=== SOURCE DOCUMENT ===
┄┄┄┄┄┄

Insights August 2020
Insights August 2020
- The Australian wool market suffered significant losses during the first week of auctions post the three-week recess.
- While apparel sales in China have recovered to be level with year ago levels, the European Union and the United Kingdom are lagging well behind sales at the same point last year.
- Consumer confidence will need to see a marked increase, globally, before a significant bounce is seen in Australian wool values.
Despite the Australian Wool Production Forecasting Committee predicting that the 2020/21 season will see production decline by 1.7 per cent, a total two million bales of wool are expected to come online for the next season which includes the stocks held over from the 2019/20 season.
Low wool prices in comparison to lamb prices continue to incentivise a greater swing to meat producing sheep away from merino sheep and could see a continued decline in the national flock despite the improving seasonal conditions.
Demand for Australian wool over the coming year, however, remains to be the key question for the market in the near future as COVID-19 continues to weigh on economic sentiment, apparel sales and in turn the wool market.
Apparel sales in the Northern Hemisphere have begun to see a recovery following the significant falls during the COVID-19 pandemic, with improvements across China, the United States (US) and European Union (EU).
While United Kingdom (UK) retail apparel sales remain 33 per cent lower than this time last year, as the country reopens after pandemic imposed shut downs, sales in the US have recovered to be 24 per cent lower than June last year after being 86 per cent down year-on-year in April. Online sales have also helped pick up some of the slack.

┄┄┄┄┄┄

=== AIM OF THE TASK ===
Continue the wool market report from the end of the last sentence shown.

┄┄┄┄┄┄

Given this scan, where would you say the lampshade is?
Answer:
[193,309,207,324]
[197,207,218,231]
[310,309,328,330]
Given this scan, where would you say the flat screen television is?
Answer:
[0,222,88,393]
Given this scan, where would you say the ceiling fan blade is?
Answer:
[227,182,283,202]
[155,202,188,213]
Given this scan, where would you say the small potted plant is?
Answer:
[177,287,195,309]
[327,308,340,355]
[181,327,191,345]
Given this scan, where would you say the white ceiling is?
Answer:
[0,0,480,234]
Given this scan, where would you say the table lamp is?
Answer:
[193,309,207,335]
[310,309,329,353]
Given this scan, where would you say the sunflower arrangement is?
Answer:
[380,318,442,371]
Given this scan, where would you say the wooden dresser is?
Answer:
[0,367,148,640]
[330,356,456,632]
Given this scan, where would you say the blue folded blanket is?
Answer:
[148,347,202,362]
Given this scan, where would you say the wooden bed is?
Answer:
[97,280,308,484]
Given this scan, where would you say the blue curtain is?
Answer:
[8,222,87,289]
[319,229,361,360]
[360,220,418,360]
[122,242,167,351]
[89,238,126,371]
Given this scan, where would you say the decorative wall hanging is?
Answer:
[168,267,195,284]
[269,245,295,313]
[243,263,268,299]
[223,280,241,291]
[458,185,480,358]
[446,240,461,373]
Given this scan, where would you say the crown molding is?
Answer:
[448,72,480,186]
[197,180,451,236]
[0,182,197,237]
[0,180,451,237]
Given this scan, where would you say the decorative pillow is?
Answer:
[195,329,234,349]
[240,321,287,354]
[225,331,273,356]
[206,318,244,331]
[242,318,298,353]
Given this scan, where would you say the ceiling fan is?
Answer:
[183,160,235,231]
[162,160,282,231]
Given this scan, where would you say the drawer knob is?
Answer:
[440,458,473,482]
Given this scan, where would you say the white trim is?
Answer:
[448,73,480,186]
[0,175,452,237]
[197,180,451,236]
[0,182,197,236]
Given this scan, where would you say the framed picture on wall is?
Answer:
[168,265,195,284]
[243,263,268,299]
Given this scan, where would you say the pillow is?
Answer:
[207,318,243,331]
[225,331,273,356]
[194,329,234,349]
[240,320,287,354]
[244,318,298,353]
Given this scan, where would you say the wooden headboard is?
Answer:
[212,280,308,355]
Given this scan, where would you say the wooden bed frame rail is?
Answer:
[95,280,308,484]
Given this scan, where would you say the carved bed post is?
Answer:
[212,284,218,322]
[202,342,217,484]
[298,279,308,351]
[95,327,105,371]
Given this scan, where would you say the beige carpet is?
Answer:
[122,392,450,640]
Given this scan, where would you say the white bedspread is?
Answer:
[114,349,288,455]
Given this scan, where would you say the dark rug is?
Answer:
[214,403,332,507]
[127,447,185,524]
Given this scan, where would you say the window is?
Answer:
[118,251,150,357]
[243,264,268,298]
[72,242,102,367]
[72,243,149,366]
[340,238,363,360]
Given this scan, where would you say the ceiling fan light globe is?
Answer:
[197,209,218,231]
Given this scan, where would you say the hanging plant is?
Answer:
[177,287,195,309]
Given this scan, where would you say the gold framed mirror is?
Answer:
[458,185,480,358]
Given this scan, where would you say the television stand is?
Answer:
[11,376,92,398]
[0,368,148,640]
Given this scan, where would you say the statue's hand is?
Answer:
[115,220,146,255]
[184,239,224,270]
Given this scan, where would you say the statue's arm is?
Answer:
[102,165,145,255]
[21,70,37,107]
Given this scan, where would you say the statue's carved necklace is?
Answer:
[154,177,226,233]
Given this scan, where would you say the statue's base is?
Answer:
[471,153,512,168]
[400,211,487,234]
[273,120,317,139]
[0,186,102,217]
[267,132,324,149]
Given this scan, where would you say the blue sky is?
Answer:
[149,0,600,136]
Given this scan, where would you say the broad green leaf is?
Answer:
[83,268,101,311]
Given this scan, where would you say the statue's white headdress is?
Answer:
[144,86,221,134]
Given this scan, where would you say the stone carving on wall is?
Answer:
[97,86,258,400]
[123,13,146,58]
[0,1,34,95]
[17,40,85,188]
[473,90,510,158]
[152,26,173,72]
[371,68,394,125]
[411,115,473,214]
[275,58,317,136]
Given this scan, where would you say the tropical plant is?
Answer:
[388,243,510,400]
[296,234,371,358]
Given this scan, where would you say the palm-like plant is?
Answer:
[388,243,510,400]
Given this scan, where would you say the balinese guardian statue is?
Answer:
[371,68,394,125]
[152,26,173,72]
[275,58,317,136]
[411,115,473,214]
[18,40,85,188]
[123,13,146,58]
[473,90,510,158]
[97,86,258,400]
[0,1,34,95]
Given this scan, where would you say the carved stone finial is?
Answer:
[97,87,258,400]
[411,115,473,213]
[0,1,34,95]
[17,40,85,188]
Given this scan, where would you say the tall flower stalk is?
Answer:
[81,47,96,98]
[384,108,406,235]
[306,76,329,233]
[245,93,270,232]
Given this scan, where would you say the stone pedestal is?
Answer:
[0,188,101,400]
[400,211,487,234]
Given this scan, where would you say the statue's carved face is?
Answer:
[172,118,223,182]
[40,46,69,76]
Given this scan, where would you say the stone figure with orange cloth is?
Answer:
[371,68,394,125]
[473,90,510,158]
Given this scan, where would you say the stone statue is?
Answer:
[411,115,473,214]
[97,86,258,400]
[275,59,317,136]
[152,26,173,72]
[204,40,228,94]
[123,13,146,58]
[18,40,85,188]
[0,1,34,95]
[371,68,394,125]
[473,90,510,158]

┄┄┄┄┄┄

=== SOLVED EXERCISE ===
China has fared better than some countries in recovery from the virus, with apparel sales improving to be on par with year ago levels. Half of the wool that is exported to this market is sold in China, this will aid in reviving some demand for Australian wool. However, demand for apparel in key markets including the UK and US continues to contribute to softer overall sentiment. Further declining Chinese consumer confidence following a second wave of COVID-19 in Beijing and geopolitical tension with the US, may slow the recovery in Chinese demand for Australian wool.
Whilst an overall recovery in apparel sales in some parts of the world is encouraging, it includes the sales of clothing made from other fibres. It is expected that cheaper synthetic fibre clothing items may be accounting for a larger amount of the sales in this depressed economic environment.
Consumer confidence will need to see a sustained increase from current levels in the major markets in order to support a significant recovery in wool values.